* GOAL: Copy every line of the listing below word for word, leaving out the pictures.

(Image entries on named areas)
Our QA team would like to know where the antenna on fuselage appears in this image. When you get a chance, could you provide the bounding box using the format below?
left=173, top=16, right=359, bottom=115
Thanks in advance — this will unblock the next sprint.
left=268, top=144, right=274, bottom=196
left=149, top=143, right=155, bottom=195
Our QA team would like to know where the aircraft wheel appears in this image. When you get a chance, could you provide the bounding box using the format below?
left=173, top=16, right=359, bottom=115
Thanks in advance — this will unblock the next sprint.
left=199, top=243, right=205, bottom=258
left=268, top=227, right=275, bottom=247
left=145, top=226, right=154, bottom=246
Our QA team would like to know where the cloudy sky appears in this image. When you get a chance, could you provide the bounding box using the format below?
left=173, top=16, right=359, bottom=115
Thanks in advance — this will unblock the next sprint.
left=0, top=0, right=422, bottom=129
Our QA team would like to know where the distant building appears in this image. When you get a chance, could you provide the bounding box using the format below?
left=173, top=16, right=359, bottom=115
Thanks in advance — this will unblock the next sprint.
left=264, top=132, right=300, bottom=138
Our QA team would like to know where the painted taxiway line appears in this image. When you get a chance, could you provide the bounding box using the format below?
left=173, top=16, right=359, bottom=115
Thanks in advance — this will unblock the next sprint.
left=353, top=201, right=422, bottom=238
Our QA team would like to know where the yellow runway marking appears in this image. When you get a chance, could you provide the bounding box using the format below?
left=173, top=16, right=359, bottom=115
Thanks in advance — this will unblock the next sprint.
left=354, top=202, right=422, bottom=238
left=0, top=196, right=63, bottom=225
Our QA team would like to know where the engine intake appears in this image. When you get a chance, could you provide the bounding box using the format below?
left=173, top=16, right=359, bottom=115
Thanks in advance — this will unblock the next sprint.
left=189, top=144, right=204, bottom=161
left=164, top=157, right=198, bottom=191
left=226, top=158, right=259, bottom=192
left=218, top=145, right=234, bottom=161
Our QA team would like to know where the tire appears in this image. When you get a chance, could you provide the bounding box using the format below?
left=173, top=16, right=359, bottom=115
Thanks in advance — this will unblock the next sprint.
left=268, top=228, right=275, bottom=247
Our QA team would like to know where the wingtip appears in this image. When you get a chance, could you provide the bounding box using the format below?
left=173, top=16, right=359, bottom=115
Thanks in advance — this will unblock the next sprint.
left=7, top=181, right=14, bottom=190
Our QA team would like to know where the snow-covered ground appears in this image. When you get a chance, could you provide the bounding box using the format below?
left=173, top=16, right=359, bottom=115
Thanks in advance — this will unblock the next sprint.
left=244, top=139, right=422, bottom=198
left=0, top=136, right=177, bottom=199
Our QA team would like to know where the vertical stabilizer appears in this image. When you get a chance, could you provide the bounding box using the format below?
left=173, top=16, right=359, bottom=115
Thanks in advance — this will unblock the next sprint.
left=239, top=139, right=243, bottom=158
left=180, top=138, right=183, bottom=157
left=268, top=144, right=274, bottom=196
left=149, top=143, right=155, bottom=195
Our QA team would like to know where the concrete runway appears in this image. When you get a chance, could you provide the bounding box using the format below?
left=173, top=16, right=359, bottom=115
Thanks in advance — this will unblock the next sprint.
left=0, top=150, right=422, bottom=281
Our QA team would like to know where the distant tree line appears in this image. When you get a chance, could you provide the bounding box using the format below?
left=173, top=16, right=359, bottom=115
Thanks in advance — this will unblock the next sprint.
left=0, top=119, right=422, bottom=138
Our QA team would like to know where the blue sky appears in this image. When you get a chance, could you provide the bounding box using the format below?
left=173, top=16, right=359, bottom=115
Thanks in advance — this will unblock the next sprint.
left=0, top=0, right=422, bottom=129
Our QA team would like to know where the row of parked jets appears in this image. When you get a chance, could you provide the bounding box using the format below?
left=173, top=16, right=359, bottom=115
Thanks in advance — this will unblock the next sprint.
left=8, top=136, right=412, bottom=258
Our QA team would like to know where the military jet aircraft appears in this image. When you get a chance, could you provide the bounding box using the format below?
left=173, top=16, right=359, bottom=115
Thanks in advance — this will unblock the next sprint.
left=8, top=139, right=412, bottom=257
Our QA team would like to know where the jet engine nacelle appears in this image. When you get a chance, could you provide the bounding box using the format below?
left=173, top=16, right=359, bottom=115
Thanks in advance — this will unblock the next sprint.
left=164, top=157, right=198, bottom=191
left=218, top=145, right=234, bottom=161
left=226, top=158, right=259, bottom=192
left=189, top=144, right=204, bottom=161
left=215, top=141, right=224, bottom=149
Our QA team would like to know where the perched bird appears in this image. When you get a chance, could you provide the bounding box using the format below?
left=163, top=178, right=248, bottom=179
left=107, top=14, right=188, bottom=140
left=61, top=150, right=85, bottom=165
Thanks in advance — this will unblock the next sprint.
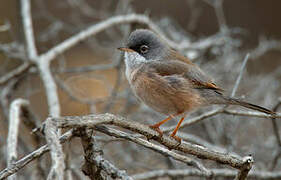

* SOLUTION:
Our QA team would like to know where the antenna on fuselage appears in this image. When you get a chance, could you provide the bounding box using the format below?
left=173, top=16, right=359, bottom=115
Thanks in advance — this will unblock the next sprint.
left=268, top=144, right=274, bottom=196
left=149, top=143, right=155, bottom=195
Our QA team would like to know where the aircraft wheel appears in this image. When you get a chance, could you provide the bounding box using the format below?
left=173, top=16, right=359, bottom=115
Thanks in advance — this will unblock the next sprint.
left=199, top=243, right=205, bottom=258
left=268, top=227, right=275, bottom=247
left=145, top=226, right=154, bottom=246
Our QA team would like to know where the cloudy sky appears in this image. When you get a chance, could you provide the bounding box using the format below?
left=173, top=16, right=359, bottom=115
Thanks in advance — this will unblock the next sprint.
left=0, top=0, right=422, bottom=129
Our QA team would like to know where the distant building appears in this image. When you get a chance, could you provide the bounding box using the format below?
left=173, top=16, right=359, bottom=115
Thanks in advance — this will unblock the next sprint.
left=264, top=132, right=300, bottom=138
Our QA team would like to know where the painted taxiway line appears in this image. When you get a chance, could you provide the bounding box using the format below?
left=173, top=16, right=359, bottom=115
Thanks in advance — this will unblock the next sprint.
left=353, top=201, right=422, bottom=238
Our QA team would like to know where the yellow runway marking appears in this image. When you get a chance, could you provide the bounding box using the format below?
left=173, top=16, right=359, bottom=115
Thanks in advance — this will unblock the next sprint.
left=354, top=202, right=422, bottom=238
left=0, top=196, right=63, bottom=225
Our QA team would like to know where the engine intake appears in this image. When you get a chance, could you provide the bounding box using the format below?
left=173, top=16, right=359, bottom=115
Thanks in advance — this will unblock the next sprint.
left=189, top=144, right=204, bottom=161
left=164, top=157, right=198, bottom=191
left=226, top=158, right=259, bottom=192
left=218, top=145, right=234, bottom=161
Our QA team would like to know where the tire appears in this image. When you get a chance, could you provide the bounding box using the format below?
left=173, top=16, right=359, bottom=115
Thanks in advance — this will unblock the next sprint.
left=268, top=228, right=275, bottom=247
Our QA team would like to know where the wingtip appears in this image. When you get a chance, could you provide the bounding box using the format below?
left=173, top=16, right=359, bottom=115
Thanks in advance — this will unblock the next sprint.
left=7, top=181, right=14, bottom=190
Our QA team would like to know where the snow-covered ground appears in this image. When you get a chance, could you provide the bounding box using the format below?
left=173, top=16, right=359, bottom=115
Thanks in advance — this will unblock the next sprint.
left=244, top=139, right=422, bottom=198
left=0, top=136, right=177, bottom=199
Our QA team would like to know where the vertical stabilizer appears in this image. When you get a chance, could you provide the bounding box using the format below?
left=173, top=16, right=359, bottom=115
Thanks in advance — this will unblock the next sprint.
left=239, top=139, right=243, bottom=158
left=180, top=138, right=183, bottom=157
left=268, top=144, right=274, bottom=196
left=149, top=143, right=155, bottom=195
Our QA team would like to know where the concrete runway appears in this image. When you get a chance, could you provide the bounding box using the format below?
left=173, top=16, right=359, bottom=115
Thanks in advance — this will unblock the next sprint.
left=0, top=150, right=422, bottom=281
Our QA team would like to know where the distant tree line appears in this image. When you get a chance, could you provide the bounding box using the format below?
left=173, top=16, right=359, bottom=115
Thanks in advance — this will unblock the next sprint.
left=0, top=119, right=422, bottom=138
Our QA team would like to know where the blue sky appears in this image. When you get a chance, could you provide the bounding box using the format below?
left=173, top=16, right=359, bottom=115
Thanks in advance — this will unblock the next sprint.
left=0, top=0, right=422, bottom=129
Our QA team would like to know where the row of parked jets appears in this image. When you get a chance, could you provide the bounding box using the format below?
left=173, top=16, right=359, bottom=115
Thanks in advance — this will unblock the next sprint.
left=8, top=136, right=412, bottom=258
Our QA team would like to know where the military jet aircraft appears in this image. When you get a chance, could you provide the bounding box using the format below?
left=173, top=16, right=359, bottom=115
Thanks in advance — this will unblock the next sprint.
left=8, top=139, right=412, bottom=257
Our QA team would like to know where the jet engine nacelle appears in this image. When you get a chance, could you provide the bounding box using the format below?
left=173, top=16, right=359, bottom=115
Thanks in advance — this will unblock the next sprint.
left=164, top=157, right=198, bottom=191
left=218, top=145, right=234, bottom=161
left=226, top=158, right=259, bottom=192
left=189, top=144, right=204, bottom=161
left=215, top=141, right=224, bottom=149
Our QA team would like to know where the perched bird appears in this image. When you get a chance, could you provide the bounding box using the format below?
left=163, top=178, right=248, bottom=179
left=107, top=14, right=188, bottom=140
left=61, top=150, right=85, bottom=165
Thanks in advance — this will unblock the next sprint.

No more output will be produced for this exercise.